Problem statement = Reproduce the page on Atlantic heat storage rates word for word, from its title line to the end of its summary.

Text =
/---

Importance of Circulation Changes to Atlantic Heat Storage Rates on Seasonal and Interannual Time Scales

Type: Journal Article

Venue: Journal of Climate

Citation:

Piecuch, Christopher G., Rui M. Ponte, 2012: Importance of Circulation Changes to Atlantic Heat Storage Rates on Seasonal and Interannual Time Scales. J. Climate, 25, 350–362.
doi: http://dx.doi.org/10.1175/JCLI-D-11-00123.1

Resource Link: http://journals.ametsoc.org/doi/abs/10.1175/JCLI-D-11-00123.1?journalCode=clim

Ocean heat budgets and transports are diagnosed to elucidate the importance of general circulation changes to Atlantic Ocean heat storage rates. The focus is on low- and midlatitude regions and on seasonal and interannual time scales. An estimate of the ocean state over 1993–2004, produced by a coarse-resolution general circulation model fit to observations via the method of Lagrange multipliers, is used. Meridional heat transports are first decomposed into contributions from time-mean and time-variable velocity and temperature and second from zonally symmetric baroclinic (overturning, including Ekman) and zonally asymmetric (gyre and other spatially correlated) circulations. Heat storage rates are then ascribed to ocean–atmosphere heat exchanges, diffusive mixing, and advective processes related to the various components of the meridional heat transport. Results show that seasonal heat storage changes generally represent a local response to surface heat inputs, but seasonal advective changes are also important near the equator. Interannual heat storage rate anomalies are mostly due to advection in tropical regions, whereas both surface heat fluxes and advection contribute at higher latitudes. Low-latitude advection can be primarily attributed to zonally symmetric baroclinic circulations, but temperature variations and zonally asymmetric flows can contribute elsewhere. A relationship between interannual heat storage rates in the equatorial Atlantic’s top 100 m and meridional heat transport associated with the zonally symmetric baroclinic flow is observed; however, due in part to the role of shallow advective processes at these latitudes, any direct relationship between sea surface temperature variability and heat transport changes associated with intermediate or deep meridional overturning circulations is not clear.

\---

(Data entries)
/---

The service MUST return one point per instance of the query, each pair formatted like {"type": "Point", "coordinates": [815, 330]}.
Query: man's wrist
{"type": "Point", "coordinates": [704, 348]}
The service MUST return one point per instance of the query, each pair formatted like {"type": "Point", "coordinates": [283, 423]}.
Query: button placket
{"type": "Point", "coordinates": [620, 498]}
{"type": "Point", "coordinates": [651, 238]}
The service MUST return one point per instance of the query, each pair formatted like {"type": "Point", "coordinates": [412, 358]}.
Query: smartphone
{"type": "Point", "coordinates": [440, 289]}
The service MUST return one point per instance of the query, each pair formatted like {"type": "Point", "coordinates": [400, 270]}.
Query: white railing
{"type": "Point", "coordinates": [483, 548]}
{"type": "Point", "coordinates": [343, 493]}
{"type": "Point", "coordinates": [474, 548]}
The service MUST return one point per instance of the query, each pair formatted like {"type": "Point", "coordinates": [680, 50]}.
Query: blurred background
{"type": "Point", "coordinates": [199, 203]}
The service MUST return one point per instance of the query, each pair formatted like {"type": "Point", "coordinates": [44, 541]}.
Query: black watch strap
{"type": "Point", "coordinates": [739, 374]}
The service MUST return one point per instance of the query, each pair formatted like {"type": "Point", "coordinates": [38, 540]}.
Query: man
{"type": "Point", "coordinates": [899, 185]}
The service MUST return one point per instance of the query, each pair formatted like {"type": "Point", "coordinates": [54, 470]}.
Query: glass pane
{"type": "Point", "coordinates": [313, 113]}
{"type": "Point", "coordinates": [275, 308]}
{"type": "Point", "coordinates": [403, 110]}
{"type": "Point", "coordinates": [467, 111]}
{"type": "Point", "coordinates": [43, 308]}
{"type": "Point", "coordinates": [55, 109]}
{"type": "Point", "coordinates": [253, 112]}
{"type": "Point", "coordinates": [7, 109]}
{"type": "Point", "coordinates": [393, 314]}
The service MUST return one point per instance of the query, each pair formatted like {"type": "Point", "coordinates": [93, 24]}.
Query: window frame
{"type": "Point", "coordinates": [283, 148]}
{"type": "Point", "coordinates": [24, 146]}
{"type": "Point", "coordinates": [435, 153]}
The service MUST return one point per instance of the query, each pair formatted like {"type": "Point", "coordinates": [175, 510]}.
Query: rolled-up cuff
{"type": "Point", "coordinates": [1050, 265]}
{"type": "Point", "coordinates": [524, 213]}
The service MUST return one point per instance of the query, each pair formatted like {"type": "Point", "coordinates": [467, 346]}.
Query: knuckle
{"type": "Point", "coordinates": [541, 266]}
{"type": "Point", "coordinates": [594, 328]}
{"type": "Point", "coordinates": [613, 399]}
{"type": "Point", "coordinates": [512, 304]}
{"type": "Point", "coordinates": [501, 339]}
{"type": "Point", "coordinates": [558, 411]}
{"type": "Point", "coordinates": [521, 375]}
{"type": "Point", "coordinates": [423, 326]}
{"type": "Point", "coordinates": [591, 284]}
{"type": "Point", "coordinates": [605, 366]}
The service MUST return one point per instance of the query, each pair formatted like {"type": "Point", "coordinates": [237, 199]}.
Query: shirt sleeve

\---

Response area =
Importance of Circulation Changes to Atlantic Heat Storage Rates on Seasonal and Interannual Time Scales

Type: Journal Article

Venue: Journal of Climate

Citation:

Piecuch, Christopher G., Rui M. Ponte, 2012: Importance of Circulation Changes to Atlantic Heat Storage Rates on Seasonal and Interannual Time Scales. J. Climate, 25, 350–362.
doi: http://dx.doi.org/10.1175/JCLI-D-11-00123.1

Resource Link: http://journals.ametsoc.org/doi/abs/10.1175/JCLI-D-11-00123.1?journalCode=clim

Ocean heat budgets and transports are diagnosed to elucidate the importance of general circulation changes to Atlantic Ocean heat storage rates. The focus is on low- and midlatitude regions and on seasonal and interannual time scales. An estimate of the ocean state over 1993–2004, produced by a coarse-resolution general circulation model fit to observations via the method of Lagrange multipliers, is used. Meridional heat transports are first decomposed into contributions from time-mean and time-variable velocity and temperature and second from zonally symmetric baroclinic (overturning, including Ekman) and zonally asymmetric (gyre and other spatially correlated) circulations. Heat storage rates are then ascribed to ocean–atmosphere heat exchanges, diffusive mixing, and advective processes related to the various components of the meridional heat transport. Results show that seasonal heat storage changes generally represent a local response to surface heat inputs, but seasonal advective changes are also important near the equator. Interannual heat storage rate anomalies are mostly due to advection in tropical regions, whereas both surface heat fluxes and advection contribute at higher latitudes. Low-latitude advection can be primarily attributed to zonally symmetric baroclinic circulations, but temperature variations and zonally asymmetric flows can contribute elsewhere. A relationship between interannual heat storage rates in the equatorial Atlantic’s top 100 m and meridional heat transport associated with the zonally symmetric baroclinic flow is observed; however, due in part to the role of shallow advective processes at these latitudes, any direct relationship between sea surface temperature variability and heat transport changes associated with intermediate or deep meridional overturning circulations is not clear.